EXCERPT TO READ>
----------

You can now test your email sequence and see exactly what it will look like in the Inbox before you send your actual campaign.
To see your full sequence:
- Go to the “Send Test” button options box.
- Click the “Send All Stages” box.
- Put in a test address.
- Hit the “Send Test” button.
Here’s an animation showing the full process.
It’s always useful to see exactly what your complete, threaded email sequence will look like in the actual Inbox. While it’s always been easy to test individual messages of the sequence, this is the first time you can see the entire sequence with just a few clicks.
Let’s cover the three main scenarios where you’ll send yourself a test of an email sequence so you know what to expect. (And while we’re here, these can also be a quick brush-up on the types of sequences you can send with GMass and how to send them.)
3 email sequence scenarios and what to expect from your test sends
Scenario 1: Sending a series of text-only emails
Our default setting for email series is “send text-only email in the same thread”. Why? Because this setting most closely simulates how you’d manually send follow-up email replies. If you email a contact and after a few days you haven’t received a response, you’d probably reply to your previous email with another quick message, so it would appear in the same email thread.

----------

(Coordinate annotation records)
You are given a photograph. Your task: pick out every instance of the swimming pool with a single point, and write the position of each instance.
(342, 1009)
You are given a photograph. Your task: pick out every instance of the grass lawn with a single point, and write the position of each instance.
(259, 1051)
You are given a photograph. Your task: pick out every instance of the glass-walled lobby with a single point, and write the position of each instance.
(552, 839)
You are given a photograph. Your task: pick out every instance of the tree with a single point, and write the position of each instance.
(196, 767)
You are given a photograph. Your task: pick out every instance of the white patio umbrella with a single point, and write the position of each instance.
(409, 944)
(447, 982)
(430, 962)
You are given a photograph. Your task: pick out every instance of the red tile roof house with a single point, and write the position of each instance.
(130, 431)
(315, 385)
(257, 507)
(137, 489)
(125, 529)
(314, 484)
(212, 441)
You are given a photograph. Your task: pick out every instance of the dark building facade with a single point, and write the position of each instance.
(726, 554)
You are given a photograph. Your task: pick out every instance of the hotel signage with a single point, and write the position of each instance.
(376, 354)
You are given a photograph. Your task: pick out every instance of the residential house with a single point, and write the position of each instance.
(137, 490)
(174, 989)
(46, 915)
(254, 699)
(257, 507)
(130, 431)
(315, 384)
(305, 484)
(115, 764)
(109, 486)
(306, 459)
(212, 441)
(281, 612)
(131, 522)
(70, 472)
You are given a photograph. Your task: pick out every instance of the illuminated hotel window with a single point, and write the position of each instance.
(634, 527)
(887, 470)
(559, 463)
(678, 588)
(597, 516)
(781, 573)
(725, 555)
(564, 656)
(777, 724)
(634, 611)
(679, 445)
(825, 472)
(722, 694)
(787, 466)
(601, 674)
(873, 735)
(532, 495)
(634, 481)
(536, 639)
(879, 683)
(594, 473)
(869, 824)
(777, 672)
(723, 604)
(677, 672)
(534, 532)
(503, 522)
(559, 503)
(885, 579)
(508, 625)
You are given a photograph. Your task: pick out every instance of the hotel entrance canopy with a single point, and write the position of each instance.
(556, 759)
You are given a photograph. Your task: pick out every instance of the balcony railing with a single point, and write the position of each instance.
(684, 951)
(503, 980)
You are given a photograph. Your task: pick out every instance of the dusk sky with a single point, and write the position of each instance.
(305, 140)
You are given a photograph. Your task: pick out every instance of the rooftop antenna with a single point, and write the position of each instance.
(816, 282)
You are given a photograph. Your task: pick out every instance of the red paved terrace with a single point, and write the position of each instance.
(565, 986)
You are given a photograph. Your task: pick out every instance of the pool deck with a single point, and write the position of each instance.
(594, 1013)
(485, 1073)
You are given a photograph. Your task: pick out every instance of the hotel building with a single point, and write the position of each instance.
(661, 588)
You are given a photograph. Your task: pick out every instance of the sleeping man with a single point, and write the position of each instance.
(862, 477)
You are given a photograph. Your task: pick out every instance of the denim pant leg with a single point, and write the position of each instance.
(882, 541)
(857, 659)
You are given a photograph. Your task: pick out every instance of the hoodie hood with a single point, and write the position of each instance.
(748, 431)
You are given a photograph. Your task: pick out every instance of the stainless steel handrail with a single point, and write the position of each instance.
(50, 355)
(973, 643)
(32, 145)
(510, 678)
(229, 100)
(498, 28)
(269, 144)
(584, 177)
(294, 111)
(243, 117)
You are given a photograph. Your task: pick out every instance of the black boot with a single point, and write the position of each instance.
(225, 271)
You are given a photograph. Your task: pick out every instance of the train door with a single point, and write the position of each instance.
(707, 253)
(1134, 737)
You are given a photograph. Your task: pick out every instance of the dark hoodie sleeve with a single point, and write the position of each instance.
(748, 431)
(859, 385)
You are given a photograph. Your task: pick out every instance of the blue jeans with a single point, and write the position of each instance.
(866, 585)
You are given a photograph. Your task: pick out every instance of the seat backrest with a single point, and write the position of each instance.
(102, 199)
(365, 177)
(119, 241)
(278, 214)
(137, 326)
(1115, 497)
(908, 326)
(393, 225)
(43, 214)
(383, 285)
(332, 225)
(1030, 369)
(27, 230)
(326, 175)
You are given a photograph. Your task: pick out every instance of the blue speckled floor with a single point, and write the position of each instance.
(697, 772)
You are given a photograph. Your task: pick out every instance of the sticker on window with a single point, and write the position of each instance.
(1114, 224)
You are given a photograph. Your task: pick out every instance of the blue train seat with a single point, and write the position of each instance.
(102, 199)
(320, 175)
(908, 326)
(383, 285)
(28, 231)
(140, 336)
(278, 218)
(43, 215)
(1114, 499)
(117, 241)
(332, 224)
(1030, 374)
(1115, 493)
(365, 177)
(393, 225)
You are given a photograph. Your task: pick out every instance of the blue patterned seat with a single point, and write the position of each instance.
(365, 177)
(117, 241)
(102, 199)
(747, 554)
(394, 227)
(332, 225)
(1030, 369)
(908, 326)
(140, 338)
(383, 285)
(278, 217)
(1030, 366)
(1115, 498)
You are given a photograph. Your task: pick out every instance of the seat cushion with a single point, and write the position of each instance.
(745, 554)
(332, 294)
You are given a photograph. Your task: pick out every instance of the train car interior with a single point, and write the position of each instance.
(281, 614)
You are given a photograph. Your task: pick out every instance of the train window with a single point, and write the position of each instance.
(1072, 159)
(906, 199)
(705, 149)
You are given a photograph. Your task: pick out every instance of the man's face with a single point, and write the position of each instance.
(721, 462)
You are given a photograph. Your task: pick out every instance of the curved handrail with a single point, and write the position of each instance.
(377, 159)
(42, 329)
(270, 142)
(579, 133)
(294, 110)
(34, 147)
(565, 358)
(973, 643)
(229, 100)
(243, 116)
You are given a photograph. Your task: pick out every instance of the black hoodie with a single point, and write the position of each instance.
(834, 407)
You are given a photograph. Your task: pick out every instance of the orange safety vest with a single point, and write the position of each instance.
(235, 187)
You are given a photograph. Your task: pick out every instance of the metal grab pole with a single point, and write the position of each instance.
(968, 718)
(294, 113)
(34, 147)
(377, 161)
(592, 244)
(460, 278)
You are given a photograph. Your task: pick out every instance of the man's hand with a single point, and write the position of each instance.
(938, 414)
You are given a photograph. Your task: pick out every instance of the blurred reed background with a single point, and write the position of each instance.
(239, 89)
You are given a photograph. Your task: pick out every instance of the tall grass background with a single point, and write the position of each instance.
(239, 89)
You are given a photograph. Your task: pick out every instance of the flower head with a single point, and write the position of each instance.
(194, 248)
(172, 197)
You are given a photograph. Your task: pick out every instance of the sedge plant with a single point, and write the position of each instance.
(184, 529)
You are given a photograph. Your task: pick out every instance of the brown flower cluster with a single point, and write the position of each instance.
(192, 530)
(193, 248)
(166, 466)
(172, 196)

----------

GOAL A>
What is the default setting for an email series, according to the text on testing email sequences?
GOAL B>
Pick up the text on testing email sequences after its final sentence and carry it forward.

TASK RESULT A>
Send text-only email in the same thread.

TASK RESULT B>
Here’s an example I put together in the GMass settings panel to demonstrate a text-only reply sequence. Notice the settings here are text only, and I’ve entered the text into the boxes right there in the GMass settings window.
Now enter your email at the top of the window where it says “Send Test Email” and then click the down arrow next to “Send Test.” Check the box next to “Send all stages” to receive a test send of the full sequence.
Then click the “Send Test” button. The test emails will take a moment to send and will now be in your inbox. And when you check them out, you’ll see they are all part of one email thread.
If everything looks correct, you can now return to the Gmail compose window, finish fine-tuning your GMass settings, and send or schedule your email.
Scenario 2: Sending a series of rich text emails in the same thread
With GMass, text-only email sequences will always be part of the same thread. That’s not the case for rich-text emails. With the rich text option (where emails can contain fonts, images, and attachments), you can send emails as part of one thread or have GMass send each email independently with a fresh subject line.
(Your preference there depends on your strategy for your email series. In the briefest of summaries, if you want things to feel closer to personal, one-off emails, threads make more sense. If you want to try different subject lines to try to get a contact to open a cold email, or you’re worried about new messages getting buried in one single thread, a non-threaded approach should work.)
In the screenshot, you can see I’ve set my follow-up emails as rich text in the same thread.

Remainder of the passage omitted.